### Texto de lectura
----

El presidente se demoró veinte años en inventar una fórmula por pulverizar electoralmente a la Concertación. Llamó a la formula el desalojo (o lo hicieron Allamand y Cubillo por él). Esa destrucción creativa solo logró generar una izquierda más radical que se nutrió de los equívocos y equivocaciones del mandatario para crecer y ganar bajo su gobierno todas las elecciones en que se presentaron, incluida la de convencionales donde lideraron un curioso circo que es también, nos guste o no, herencia de Sebastián Piñera.
Porque cierta gozosa frivolidad, todo lo que en Piñera presidente había de su hermano El Negro, permitía aflorar una desmesura, un delirio, una radicalidad carnavalesca sin fin que, al no encontrar canalización a la velocidad requerida, terminaba en una inflación verbal y gestual de tan triste consecuencia para el país.
Cierto que supo luego canalizar el fuego y logró que solo incendiara la pradera, pero nada quita que había en Piñera una tendencia justo al descontrol, al vértigo y a la imprudencia que explica el amor que se le tiene, pero también la dificultad de sus herederos a canalizar ese amor en un líder que no sea tan extraordinario, para bien y para mal, como Piñera.

----

### Instrucciones
(1) Según el texto de lectura, ¿cuántos años se demoró el presidente en inventar una fórmula para pulverizar electoralmente a la Concertación?
(2) Resume en menos palabras el párrafo del texto de lectura que empieza con "Cierto que supo luego", sin dejar fuera sus hechos principales.
(3) Copia sin cambios el fragmento del texto de lectura que va desde "Porque cierta gozosa" hasta "para el país.", incluida esta última parte.

### Registros

----

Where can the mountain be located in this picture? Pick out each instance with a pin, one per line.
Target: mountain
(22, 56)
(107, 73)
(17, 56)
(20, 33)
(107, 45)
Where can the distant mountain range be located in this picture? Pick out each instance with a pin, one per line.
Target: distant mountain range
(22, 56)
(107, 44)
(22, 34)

----

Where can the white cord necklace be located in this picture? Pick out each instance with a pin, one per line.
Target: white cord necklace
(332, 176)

----

### Respuestas
(1) Veinte años.

(2) Aunque Piñera supo canalizar el fuego para que solo incendiara la pradera, tenía una tendencia al descontrol, al vértigo y a la imprudencia. Esa tendencia explica el amor que se le tiene. También explica por qué a sus herederos les cuesta canalizar ese amor en un líder menos extraordinario que él, para bien y para mal.

(3)
Porque cierta gozosa frivolidad, todo lo que en Piñera presidente había de su hermano El Negro, permitía aflorar una desmesura, un delirio, una radicalidad carnavalesca sin fin que, al no encontrar canalización a la velocidad requerida, terminaba en una inflación verbal y gestual de tan triste consecuencia para el país.